Text under study.

--- START ---

AOL puts Mailblocks out to pasture
well, it finally happened - AOL has decided to mothball my beloved mailblocks email service and is attempting to move people over to AIM mail.
The mailblocks homepage tells the story:
"Mailblocks Announces Service Discontinuation
Per the email sent to all current Mailblocks customers, the Mailblocks email service will be discontinued on November 16, 2005.
We hope you’ve enjoyed your spam-free Mailblocks account and thank you for your continued support. We apologize for any inconvenience this transition may cause and we hope you continue enjoying our free spam-free and virus-free email service from AIM Mail. "
Mailblocks was great because not only was it a great spam deterrent with challenge/response, but more importantly, it was a rock solid POP3/IMAP server.
Now, i am an atypical user of most software.
Email is no different. i use email as follows:
1) i only use POP. IMAP is way to slow for me, and i'm on the go all the time so i want to make sure i have full copies of all email and attachments. i always leave mail on the server, and have my clients (see next) delete stuff every 30 days or so. I forward a copy of everything to gmail for safekeeping.
2) at any given time, i have 4-5 email clients hitting my mail server. my main laptop, a few computers at home, my blackberry.net service, and whatever phone/PDA i am carrying at the time (sometimes more). This is not trivial!!! Try this with any out-of-the-box Linux or Outlook server and you will get tons of connection timeouts, lost mailbox lock files, and connection kick-offs as multiple clients access the server.
3) i get a LOT of email, and my mailboxes are BIG. I can't have a server that slows down as the mail piles up.
4) i do use the webclient a lot. it's important to have a good webclient as well that i can respond from different email addresses with.
So i am trying out some different services - here are my choices as i see them:
1. Gmail - gmail has free POP access, but it's only on secure ports over SSL. I also hate their threading on the web client. their spam filter doesn't seem to really do the job for me either.
2. Yahoo! Mail - I love the new beta Yahoo! Mail interface, but POP access is a premium service. might be worth it if nothing else works.
3. AIM Mail - AOL is making a resurgence - perhaps i should put my eggs in the hands of the same team that created Mailblocks. They do have free POP.
At any rate, I plan to do a bake-off and see who does best to meet my needs. I'll keep y'all posted.

--- END ---

Provided information.

--- START ---

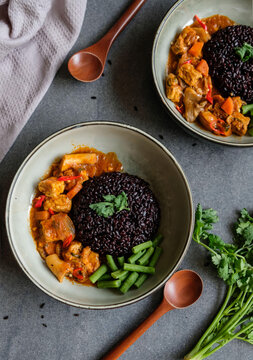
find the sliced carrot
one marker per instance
(203, 67)
(74, 190)
(196, 49)
(228, 106)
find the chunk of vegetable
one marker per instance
(61, 203)
(51, 187)
(228, 106)
(75, 160)
(196, 49)
(75, 190)
(58, 267)
(58, 227)
(41, 215)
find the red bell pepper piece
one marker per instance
(67, 178)
(39, 201)
(209, 94)
(51, 211)
(76, 273)
(67, 241)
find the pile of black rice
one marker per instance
(231, 76)
(117, 234)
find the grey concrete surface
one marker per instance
(39, 327)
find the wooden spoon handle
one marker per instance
(128, 341)
(124, 19)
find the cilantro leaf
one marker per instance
(111, 205)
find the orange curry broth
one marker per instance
(213, 23)
(106, 163)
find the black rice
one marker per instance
(231, 76)
(117, 234)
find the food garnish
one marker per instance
(234, 263)
(111, 205)
(245, 52)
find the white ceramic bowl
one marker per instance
(140, 155)
(180, 15)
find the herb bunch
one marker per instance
(234, 263)
(111, 204)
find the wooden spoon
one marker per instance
(180, 291)
(87, 65)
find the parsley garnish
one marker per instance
(245, 52)
(111, 205)
(234, 264)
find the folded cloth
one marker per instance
(35, 37)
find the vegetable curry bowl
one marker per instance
(203, 68)
(94, 215)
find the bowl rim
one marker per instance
(8, 226)
(176, 116)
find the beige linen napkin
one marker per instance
(35, 37)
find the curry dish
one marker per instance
(190, 86)
(51, 225)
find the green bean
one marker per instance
(118, 274)
(131, 279)
(140, 280)
(155, 256)
(146, 256)
(139, 268)
(125, 276)
(106, 277)
(111, 263)
(157, 240)
(98, 273)
(142, 246)
(121, 260)
(135, 257)
(109, 284)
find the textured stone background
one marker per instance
(220, 177)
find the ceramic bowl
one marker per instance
(179, 16)
(140, 155)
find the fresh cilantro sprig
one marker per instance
(234, 264)
(111, 205)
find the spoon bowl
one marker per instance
(85, 66)
(183, 289)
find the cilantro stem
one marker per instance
(213, 324)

--- END ---

Instructions to follow. Please edit the Mailblocks post starting at "The mailblocks homepage" and ending at "solid POP3/IMAP server.", replacing every "spam-free" with "junk-free".

Answer area.
The mailblocks homepage tells the story:
"Mailblocks Announces Service Discontinuation
Per the email sent to all current Mailblocks customers, the Mailblocks email service will be discontinued on November 16, 2005.
We hope you’ve enjoyed your junk-free Mailblocks account and thank you for your continued support. We apologize for any inconvenience this transition may cause and we hope you continue enjoying our free junk-free and virus-free email service from AIM Mail. "
Mailblocks was great because not only was it a great spam deterrent with challenge/response, but more importantly, it was a rock solid POP3/IMAP server.